• _Verilen görev a_: Kayıtlarda "light" dizesini içeren satırların hepsini seçip kopyalayın.

• _Belge bölümü_:
....

Geçen hafta çok çok gerekli olmadıkça kalemimi astığımı bundan sonra Türk siyaseti için analiz yazmayacağımı belirtmiş, darbecilerin benim meşru mücadeleme darbe vurduğunu anlatmıştım.

Sosyal medyada yapılan “yazmalısın” çağırılarına rağmen halen aynı kararım devam ediyor. Bir yanda Erdoğan rejimi ve onun KAFA KESEN IŞİD kafalı destekçileri, diğer yanda Erdoğan rejimine karşı çıktığını sanan DARBECİ KAFA ve bu iki kafasızlık arasında kalmış halk kitlesi. Bunlara kim ne anlatabilir? Bunlarla kim nereye varabilir?

DARBE günü yazdığım son analizimde darbenin çok büyük olasılıkla kuvvet komutanlıkları seviyesinde kararlaştırıldığını belirtmiş şunları yazmıştım:

  1. Anladığım kadarıyla bu darbe planı KUVVET KOMUTANLARI DAHİL tüm komuta kademesinin bilgisi ve onayı dahilinde organize edildi. Ancak son anda, muhtemelen İSTİHBARATIN girişimleriyle komuta kademesinden bazı subaylar darbe girişiminden vazgeçirildi. Ya da subaylar astlarını bilerek sattı, onları tuzağa düşürdü. Darbeciler zaten yola çıkıp, darbe organizasyonuna başladıkları için, ortada Whatsapp yazışmaları dağil bir çok delil olduğu ve suçları sabit olduğu için KOMUTANLARI kendilerini satmasına rağmen böylesi aptal ve acemice bir işe giriştiler.
  2. Muhtemelen darbeciler de bu nedenle son anda kendilerini satan KOMUTANLARINI rehin alarak darbe girişimine başladılar.
  3.  İşte  bu noktada ben DARBECİLERİN bizzat kendi komutanları tarafından tuzağa düşürüldüğünü düşünüyorum. Mahkeme sürecinde kuvvet komutanları, hatta Genelkurmay başkanının da darbeden bilgisi ve onayı olduğu ortaya çıkarsa hiç şaşırmam.

Bugün Genelkurmay Başkanı Hulusi Akar’ın ifadesi yayınlandı. Benim bu yazımı yazmama neden olan şey de bu ifade zaten.

....

[Nokta işaretleme verisinden kesitler]
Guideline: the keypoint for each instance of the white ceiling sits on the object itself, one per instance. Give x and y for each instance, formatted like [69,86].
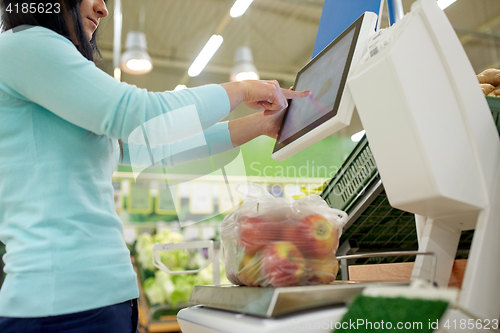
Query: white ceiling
[281,34]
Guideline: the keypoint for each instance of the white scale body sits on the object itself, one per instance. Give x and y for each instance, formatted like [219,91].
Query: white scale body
[438,153]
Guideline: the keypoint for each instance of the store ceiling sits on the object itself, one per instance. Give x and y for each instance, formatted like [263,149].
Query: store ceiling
[281,34]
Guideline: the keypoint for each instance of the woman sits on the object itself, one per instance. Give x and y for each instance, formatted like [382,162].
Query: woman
[68,269]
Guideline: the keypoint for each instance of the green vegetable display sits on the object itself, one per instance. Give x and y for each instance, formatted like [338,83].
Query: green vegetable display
[163,288]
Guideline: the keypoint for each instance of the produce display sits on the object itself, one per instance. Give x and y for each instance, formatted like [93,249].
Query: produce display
[162,288]
[489,80]
[269,241]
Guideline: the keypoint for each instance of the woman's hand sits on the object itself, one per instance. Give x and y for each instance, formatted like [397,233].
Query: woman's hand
[261,95]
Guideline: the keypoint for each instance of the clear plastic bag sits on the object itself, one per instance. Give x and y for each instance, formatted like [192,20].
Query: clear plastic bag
[269,241]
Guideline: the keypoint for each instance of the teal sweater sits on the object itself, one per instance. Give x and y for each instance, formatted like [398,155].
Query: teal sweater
[60,118]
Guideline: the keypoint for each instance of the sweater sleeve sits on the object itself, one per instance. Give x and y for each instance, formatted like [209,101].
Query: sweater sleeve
[213,141]
[43,67]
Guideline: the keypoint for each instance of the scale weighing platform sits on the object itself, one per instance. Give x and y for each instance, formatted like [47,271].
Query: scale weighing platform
[241,309]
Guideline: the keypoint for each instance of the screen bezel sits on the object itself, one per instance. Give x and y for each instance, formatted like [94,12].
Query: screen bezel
[333,112]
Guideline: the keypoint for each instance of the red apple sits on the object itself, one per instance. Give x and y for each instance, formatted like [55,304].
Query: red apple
[257,232]
[249,270]
[322,271]
[314,235]
[282,264]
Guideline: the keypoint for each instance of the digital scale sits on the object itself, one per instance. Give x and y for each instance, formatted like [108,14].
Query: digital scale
[437,151]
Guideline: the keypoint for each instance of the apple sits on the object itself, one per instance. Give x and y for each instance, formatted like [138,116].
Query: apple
[249,270]
[314,235]
[256,232]
[282,264]
[322,271]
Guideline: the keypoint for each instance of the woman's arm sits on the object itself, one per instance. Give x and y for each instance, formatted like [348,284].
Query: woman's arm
[215,140]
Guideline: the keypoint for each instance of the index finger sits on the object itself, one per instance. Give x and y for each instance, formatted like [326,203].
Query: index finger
[291,94]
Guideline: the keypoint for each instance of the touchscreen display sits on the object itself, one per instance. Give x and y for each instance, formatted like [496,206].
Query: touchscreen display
[325,76]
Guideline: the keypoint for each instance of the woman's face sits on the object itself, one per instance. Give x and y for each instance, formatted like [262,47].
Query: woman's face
[92,11]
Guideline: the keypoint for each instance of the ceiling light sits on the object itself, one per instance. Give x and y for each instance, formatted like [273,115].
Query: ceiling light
[136,59]
[239,7]
[445,3]
[205,55]
[244,68]
[358,136]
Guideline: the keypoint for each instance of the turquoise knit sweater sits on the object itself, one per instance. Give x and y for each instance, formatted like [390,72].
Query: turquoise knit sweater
[60,118]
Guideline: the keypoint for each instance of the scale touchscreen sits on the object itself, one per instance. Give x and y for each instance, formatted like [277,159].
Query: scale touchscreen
[323,78]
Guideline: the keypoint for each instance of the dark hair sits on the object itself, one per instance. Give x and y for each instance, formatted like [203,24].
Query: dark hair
[53,21]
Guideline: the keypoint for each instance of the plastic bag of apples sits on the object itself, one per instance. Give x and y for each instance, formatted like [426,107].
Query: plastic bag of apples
[269,241]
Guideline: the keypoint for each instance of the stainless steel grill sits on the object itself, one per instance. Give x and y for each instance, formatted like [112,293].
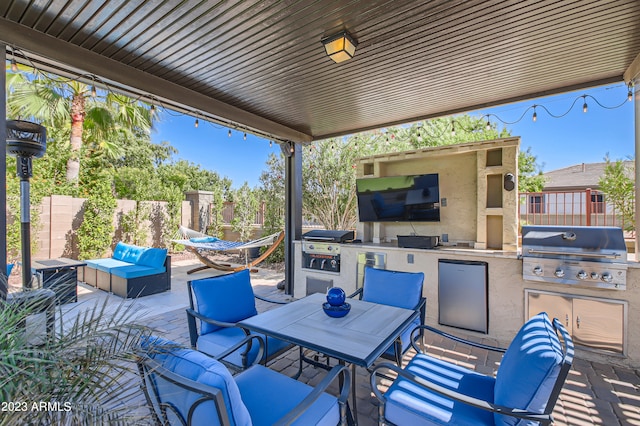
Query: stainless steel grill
[585,256]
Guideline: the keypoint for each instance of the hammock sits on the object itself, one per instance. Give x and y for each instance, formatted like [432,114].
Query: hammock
[199,243]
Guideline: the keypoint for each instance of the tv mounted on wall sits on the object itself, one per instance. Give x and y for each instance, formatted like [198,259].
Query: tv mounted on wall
[399,198]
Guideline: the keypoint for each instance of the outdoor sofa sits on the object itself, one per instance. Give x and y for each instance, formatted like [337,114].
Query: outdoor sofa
[132,271]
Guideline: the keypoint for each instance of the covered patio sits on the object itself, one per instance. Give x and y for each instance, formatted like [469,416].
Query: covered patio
[260,67]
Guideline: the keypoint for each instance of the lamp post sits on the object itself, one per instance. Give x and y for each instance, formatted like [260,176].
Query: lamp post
[25,140]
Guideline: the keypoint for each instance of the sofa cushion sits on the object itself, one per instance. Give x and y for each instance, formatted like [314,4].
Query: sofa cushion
[152,257]
[410,404]
[106,265]
[135,271]
[529,369]
[227,298]
[203,369]
[284,394]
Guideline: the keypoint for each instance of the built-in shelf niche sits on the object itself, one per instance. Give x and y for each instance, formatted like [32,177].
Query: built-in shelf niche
[494,191]
[494,157]
[494,232]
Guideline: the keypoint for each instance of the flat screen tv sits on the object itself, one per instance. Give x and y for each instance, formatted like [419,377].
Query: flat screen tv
[399,198]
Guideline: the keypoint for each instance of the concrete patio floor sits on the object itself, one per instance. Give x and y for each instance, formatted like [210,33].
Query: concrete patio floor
[594,394]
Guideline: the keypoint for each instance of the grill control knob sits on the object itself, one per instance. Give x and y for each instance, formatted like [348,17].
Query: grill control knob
[607,277]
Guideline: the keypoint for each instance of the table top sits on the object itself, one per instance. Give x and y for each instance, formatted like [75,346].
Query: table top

....

• _Verilen görev b_:
Darbe girişimi üzerine yazılmış metne göre şu soruları yanıtlayın:
(i) Yazar geçen hafta bundan sonra ne yazmayacağını belirtmişti?
(ii) Darbe günü yazılan son analize göre darbe çok büyük olasılıkla hangi seviyede kararlaştırılmıştı?
(iii) Bugün kimin ifadesi yayınlandı?

• _Doğru sonuç a_:
Guideline: the keypoint for each instance of the ceiling light sits on the object itself, one per instance. Give x and y for each instance, formatted like [273,115].
Query: ceiling light

• _Doğru sonuç b_:
(i) Türk siyaseti için analiz yazmayacağını belirtmişti.
(ii) Kuvvet komutanlıkları seviyesinde kararlaştırılmıştı.
(iii) Genelkurmay Başkanı Hulusi Akar'ın ifadesi yayınlandı.